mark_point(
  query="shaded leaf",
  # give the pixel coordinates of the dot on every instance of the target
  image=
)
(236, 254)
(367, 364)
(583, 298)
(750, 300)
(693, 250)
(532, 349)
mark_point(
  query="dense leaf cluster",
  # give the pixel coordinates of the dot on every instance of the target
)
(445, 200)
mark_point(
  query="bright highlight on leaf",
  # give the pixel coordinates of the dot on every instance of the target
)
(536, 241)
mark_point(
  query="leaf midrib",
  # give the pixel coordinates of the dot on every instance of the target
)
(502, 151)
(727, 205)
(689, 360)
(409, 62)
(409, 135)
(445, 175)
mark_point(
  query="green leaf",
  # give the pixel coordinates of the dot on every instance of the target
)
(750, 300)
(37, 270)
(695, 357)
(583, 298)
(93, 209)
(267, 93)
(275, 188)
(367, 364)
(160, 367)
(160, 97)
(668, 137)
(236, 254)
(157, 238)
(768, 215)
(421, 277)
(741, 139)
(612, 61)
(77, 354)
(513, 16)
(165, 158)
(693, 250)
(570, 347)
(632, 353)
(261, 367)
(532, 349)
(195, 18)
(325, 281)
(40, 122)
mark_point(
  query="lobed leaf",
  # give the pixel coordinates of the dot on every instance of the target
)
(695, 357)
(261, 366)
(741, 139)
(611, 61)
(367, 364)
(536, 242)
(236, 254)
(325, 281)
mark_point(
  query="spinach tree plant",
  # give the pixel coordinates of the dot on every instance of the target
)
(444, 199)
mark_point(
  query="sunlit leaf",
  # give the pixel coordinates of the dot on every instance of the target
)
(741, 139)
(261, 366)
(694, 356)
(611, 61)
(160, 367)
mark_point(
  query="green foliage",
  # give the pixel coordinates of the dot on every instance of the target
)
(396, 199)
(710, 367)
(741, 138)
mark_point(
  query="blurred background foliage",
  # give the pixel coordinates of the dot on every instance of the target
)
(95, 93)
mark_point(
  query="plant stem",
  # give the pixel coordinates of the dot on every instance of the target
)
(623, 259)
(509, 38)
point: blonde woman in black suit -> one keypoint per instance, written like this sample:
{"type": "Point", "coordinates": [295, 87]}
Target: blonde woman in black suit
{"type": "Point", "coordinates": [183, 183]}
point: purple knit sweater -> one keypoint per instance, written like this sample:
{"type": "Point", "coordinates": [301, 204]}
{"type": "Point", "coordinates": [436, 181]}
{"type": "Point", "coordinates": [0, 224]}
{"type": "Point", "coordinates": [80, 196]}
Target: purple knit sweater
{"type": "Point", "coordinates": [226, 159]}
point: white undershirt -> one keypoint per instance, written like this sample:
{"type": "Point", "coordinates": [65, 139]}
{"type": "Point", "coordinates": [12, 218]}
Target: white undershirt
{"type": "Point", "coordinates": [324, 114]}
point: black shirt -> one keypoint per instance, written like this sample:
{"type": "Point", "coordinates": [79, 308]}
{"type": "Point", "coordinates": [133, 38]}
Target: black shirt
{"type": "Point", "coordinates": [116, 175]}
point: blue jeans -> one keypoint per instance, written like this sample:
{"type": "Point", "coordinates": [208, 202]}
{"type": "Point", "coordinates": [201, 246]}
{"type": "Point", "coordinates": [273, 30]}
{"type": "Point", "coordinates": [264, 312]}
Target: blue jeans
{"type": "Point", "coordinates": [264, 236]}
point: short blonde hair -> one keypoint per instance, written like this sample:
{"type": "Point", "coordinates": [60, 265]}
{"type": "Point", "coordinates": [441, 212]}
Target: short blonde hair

┄┄┄┄┄┄┄┄┄┄┄┄┄┄┄┄┄┄┄┄

Output the entries exactly.

▸ WORKED ANSWER
mark_point(
  query="shaded leaf",
  # give the pixel coordinates of the dot on every instance of the target
  image=
)
(236, 254)
(367, 364)
(583, 298)
(750, 300)
(693, 250)
(532, 349)
mark_point(
  query="dense leaf cluster",
  # give the pixel coordinates of the dot on every instance of the target
)
(445, 200)
mark_point(
  query="bright highlight on leaf",
  # give the pixel coordinates of the dot on every instance of the target
)
(536, 241)
mark_point(
  query="leaf midrib",
  # give the pixel coordinates of the dot on every instance of the target
)
(502, 151)
(727, 205)
(689, 360)
(409, 62)
(409, 135)
(445, 175)
mark_point(
  query="green leaf",
  # give the pixel coordinates of the dot on every instance of the target
)
(750, 300)
(37, 270)
(695, 357)
(583, 298)
(93, 209)
(267, 93)
(275, 188)
(367, 364)
(160, 367)
(160, 97)
(668, 137)
(236, 254)
(157, 238)
(768, 215)
(421, 277)
(741, 139)
(612, 61)
(77, 354)
(513, 16)
(165, 158)
(693, 250)
(570, 347)
(632, 353)
(261, 367)
(532, 349)
(195, 18)
(325, 281)
(40, 122)
mark_point(
  query="lobed leaf",
  # give the pixel coordinates of the dot on every instance of the target
)
(695, 357)
(261, 366)
(741, 139)
(611, 61)
(367, 364)
(536, 242)
(236, 254)
(325, 281)
mark_point(
  query="spinach tree plant",
  # give the pixel coordinates of the dot on every instance of the target
)
(444, 199)
mark_point(
  query="sunlit leaf",
  # give the pixel coordinates of the dot on every instance of the target
)
(741, 139)
(261, 366)
(694, 356)
(611, 61)
(160, 367)
mark_point(
  query="green foliage",
  # give the pixel coordinates of the dot on every instance of the target
)
(396, 199)
(710, 367)
(741, 138)
mark_point(
  query="blurred background foliage",
  # give the pixel coordinates of the dot on every instance of the target
)
(95, 93)
mark_point(
  query="plant stem",
  # give the pixel coordinates of the dot on every instance of the target
)
(623, 259)
(509, 38)
point: blonde woman in black suit -> one keypoint per instance, written like this sample:
{"type": "Point", "coordinates": [295, 87]}
Target: blonde woman in black suit
{"type": "Point", "coordinates": [183, 183]}
point: purple knit sweater -> one keypoint per instance, written like this sample:
{"type": "Point", "coordinates": [301, 204]}
{"type": "Point", "coordinates": [436, 181]}
{"type": "Point", "coordinates": [0, 224]}
{"type": "Point", "coordinates": [80, 196]}
Target: purple knit sweater
{"type": "Point", "coordinates": [226, 159]}
point: white undershirt -> one keypoint per instance, written like this sample:
{"type": "Point", "coordinates": [65, 139]}
{"type": "Point", "coordinates": [12, 218]}
Target: white undershirt
{"type": "Point", "coordinates": [324, 114]}
point: black shirt -> one keypoint per instance, written like this sample:
{"type": "Point", "coordinates": [79, 308]}
{"type": "Point", "coordinates": [133, 38]}
Target: black shirt
{"type": "Point", "coordinates": [116, 175]}
point: blue jeans -> one keypoint per instance, written like this sample:
{"type": "Point", "coordinates": [208, 202]}
{"type": "Point", "coordinates": [201, 246]}
{"type": "Point", "coordinates": [273, 30]}
{"type": "Point", "coordinates": [264, 312]}
Target: blue jeans
{"type": "Point", "coordinates": [264, 236]}
point: short blonde hair -> one keypoint per instance, written like this sample:
{"type": "Point", "coordinates": [60, 265]}
{"type": "Point", "coordinates": [441, 212]}
Target: short blonde hair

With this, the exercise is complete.